■ **Problem to solve**
Nothing other than the lines from the one containing "Can you see the rugged" through the close of the entries below should be printed, each exactly.

■ **Input records**
========

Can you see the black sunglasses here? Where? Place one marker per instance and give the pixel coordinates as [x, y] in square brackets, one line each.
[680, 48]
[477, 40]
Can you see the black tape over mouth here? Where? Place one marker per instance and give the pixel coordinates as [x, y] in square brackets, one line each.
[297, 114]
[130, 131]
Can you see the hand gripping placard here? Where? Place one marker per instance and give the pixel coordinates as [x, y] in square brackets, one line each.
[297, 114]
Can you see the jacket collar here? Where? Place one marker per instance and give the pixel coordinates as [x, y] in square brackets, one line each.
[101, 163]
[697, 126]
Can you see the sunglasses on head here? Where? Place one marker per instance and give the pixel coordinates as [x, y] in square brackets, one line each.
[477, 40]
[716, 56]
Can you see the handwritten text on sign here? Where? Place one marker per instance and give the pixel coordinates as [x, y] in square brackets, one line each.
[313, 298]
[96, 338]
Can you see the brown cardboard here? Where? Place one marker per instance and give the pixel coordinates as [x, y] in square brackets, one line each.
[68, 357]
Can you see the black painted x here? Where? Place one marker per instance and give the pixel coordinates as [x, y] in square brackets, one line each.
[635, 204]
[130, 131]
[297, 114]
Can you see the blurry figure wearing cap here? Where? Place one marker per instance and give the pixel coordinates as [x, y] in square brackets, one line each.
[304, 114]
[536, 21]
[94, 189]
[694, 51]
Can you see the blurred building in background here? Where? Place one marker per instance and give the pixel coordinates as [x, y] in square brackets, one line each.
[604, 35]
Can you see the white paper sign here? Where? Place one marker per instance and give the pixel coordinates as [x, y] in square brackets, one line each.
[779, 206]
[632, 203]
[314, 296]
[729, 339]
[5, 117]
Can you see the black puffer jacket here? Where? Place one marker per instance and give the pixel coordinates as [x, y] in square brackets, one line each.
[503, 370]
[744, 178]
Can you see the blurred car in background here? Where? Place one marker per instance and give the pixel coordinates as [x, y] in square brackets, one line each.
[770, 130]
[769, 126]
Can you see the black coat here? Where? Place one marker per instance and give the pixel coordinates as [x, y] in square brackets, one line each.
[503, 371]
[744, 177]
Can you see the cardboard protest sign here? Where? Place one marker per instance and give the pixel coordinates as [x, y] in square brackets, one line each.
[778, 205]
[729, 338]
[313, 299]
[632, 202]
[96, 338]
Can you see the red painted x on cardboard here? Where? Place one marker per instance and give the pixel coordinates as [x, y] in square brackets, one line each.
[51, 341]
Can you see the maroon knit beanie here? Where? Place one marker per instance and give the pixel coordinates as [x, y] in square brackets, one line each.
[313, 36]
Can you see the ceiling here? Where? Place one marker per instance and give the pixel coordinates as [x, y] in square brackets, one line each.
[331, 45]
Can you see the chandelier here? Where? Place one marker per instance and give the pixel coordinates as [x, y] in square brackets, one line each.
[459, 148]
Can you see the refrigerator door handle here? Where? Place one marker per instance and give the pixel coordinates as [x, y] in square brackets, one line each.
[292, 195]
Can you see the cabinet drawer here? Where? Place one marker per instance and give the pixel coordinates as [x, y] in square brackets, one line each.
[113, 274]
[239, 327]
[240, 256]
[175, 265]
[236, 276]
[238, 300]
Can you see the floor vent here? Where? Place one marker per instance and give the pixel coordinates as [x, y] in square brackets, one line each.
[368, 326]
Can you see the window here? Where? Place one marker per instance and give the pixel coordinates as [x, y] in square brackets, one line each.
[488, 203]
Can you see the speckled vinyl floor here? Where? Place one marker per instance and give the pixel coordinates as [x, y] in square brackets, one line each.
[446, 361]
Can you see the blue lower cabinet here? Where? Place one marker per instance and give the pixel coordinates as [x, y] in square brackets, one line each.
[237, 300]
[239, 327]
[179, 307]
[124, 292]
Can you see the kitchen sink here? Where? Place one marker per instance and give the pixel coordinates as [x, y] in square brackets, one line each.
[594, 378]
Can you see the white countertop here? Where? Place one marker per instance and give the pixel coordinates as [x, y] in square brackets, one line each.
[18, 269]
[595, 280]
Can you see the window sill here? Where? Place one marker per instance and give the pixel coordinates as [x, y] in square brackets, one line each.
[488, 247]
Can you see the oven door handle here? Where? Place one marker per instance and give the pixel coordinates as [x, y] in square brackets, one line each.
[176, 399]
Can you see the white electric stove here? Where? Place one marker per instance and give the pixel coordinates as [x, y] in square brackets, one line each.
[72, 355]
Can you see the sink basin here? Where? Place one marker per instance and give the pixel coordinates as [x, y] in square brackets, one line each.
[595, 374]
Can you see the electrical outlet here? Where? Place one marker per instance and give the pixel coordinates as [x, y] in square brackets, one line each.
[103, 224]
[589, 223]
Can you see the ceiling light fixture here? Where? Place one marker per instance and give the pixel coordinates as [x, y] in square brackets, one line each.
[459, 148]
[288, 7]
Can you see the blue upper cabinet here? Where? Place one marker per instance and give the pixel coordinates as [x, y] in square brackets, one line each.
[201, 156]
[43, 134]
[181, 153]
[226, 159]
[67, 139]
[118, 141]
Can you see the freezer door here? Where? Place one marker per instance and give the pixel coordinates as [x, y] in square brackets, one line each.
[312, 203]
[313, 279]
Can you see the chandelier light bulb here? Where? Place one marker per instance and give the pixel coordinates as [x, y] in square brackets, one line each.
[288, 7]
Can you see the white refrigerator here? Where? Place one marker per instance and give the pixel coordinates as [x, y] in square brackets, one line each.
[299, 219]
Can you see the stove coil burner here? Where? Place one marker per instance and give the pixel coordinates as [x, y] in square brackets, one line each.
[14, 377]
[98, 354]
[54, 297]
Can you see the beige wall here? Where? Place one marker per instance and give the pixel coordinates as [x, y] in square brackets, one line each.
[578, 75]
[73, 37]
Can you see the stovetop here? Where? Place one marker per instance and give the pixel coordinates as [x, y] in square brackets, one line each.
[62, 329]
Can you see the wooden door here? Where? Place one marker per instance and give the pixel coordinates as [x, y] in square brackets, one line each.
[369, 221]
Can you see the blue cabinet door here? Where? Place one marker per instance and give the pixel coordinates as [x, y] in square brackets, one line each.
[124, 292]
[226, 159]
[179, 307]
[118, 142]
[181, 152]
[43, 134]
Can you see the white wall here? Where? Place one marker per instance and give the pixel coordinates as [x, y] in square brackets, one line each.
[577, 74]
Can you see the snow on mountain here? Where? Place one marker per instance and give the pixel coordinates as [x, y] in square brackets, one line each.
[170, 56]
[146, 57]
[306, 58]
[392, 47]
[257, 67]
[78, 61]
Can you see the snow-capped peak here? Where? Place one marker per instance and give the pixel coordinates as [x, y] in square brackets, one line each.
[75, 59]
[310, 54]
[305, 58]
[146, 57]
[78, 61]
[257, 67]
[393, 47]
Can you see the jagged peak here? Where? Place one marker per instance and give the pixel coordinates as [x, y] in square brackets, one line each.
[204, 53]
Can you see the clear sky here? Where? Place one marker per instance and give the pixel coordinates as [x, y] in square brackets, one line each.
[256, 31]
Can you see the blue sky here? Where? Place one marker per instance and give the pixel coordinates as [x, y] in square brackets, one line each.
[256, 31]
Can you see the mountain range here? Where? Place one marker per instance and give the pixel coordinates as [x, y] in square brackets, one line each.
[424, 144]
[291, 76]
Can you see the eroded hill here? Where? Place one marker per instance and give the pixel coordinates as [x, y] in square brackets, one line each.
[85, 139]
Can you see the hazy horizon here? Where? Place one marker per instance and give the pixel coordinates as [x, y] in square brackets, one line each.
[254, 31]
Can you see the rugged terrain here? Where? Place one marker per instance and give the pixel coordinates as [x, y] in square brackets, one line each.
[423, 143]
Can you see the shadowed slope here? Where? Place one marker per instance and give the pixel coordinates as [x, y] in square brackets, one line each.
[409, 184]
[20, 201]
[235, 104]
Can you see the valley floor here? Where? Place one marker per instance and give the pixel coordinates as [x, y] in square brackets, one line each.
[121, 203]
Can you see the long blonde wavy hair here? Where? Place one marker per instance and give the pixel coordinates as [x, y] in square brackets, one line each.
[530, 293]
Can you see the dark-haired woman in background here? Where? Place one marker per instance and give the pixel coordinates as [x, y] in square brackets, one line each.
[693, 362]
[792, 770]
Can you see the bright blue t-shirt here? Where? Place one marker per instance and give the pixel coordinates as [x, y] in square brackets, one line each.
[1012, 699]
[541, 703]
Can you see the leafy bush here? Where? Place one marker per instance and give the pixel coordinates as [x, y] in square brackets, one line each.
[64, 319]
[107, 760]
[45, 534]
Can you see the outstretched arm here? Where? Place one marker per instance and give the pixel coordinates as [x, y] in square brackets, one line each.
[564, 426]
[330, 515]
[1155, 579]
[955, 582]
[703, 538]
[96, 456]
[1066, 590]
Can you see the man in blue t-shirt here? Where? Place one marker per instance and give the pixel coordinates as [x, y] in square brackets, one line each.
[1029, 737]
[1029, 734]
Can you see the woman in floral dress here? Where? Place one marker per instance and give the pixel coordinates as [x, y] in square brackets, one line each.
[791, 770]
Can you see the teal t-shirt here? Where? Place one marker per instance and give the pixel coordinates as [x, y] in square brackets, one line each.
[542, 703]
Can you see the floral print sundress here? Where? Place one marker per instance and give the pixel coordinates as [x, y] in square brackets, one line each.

========

■ **The answer**
Can you see the rugged terrain here? Where? Place one marker per instance and give the pixel coordinates as [x, y] in square brackets, one line each.
[423, 143]
Can you see the shadowed slope here? Where? Place one marker per instance and give the pixel coordinates as [x, y] in square brackets, one line each.
[409, 184]
[20, 201]
[235, 104]
Can you see the valley floor here? Where? Place one marker per instance and give the pixel coordinates as [x, y] in square brackets, one line each.
[121, 203]
Can you see the long blonde wavy hair here? Where? Place one marker per instance and give the pixel coordinates as [x, y] in square brackets, one line each.
[530, 293]
Can you see the dark-haired woman in background here? Where? Place one marker per instance and give the pixel coordinates as [x, y] in square brackets, one line each.
[693, 362]
[792, 770]
Can you see the bright blue t-shirt here? Where? Place one marker per instance and give the pixel coordinates as [x, y] in square brackets, one line each.
[1012, 699]
[541, 703]
Can you see the leafy bush here? Where? Place one marker per instance and give the pixel coordinates as [x, y] in square brackets, one line each.
[64, 319]
[107, 760]
[45, 534]
Can you see the outstretched arm here? Where? Place one marker per instance and give the pixel coordinates as [x, y] in square brackets, one line each.
[564, 426]
[330, 515]
[1155, 579]
[955, 582]
[703, 538]
[96, 456]
[1066, 590]
Can you see the man in blue t-shirt here? Where? Place one marker per instance and give the pixel coordinates as [x, y] in square brackets, one line each.
[1029, 737]
[1029, 734]
Can you see the woman in floral dress here? Where? Place one marker per instance and give the pixel coordinates as [x, y] in square brackets, one line each.
[791, 770]
Can you see the teal t-shirt here? Where? Place one marker per instance and give the pixel coordinates as [x, y] in square brackets, one line each.
[542, 703]
Can you see the floral print sundress here? Where? Place one marker per instance and give the pixel coordinates as [x, y] in square brackets, one line each.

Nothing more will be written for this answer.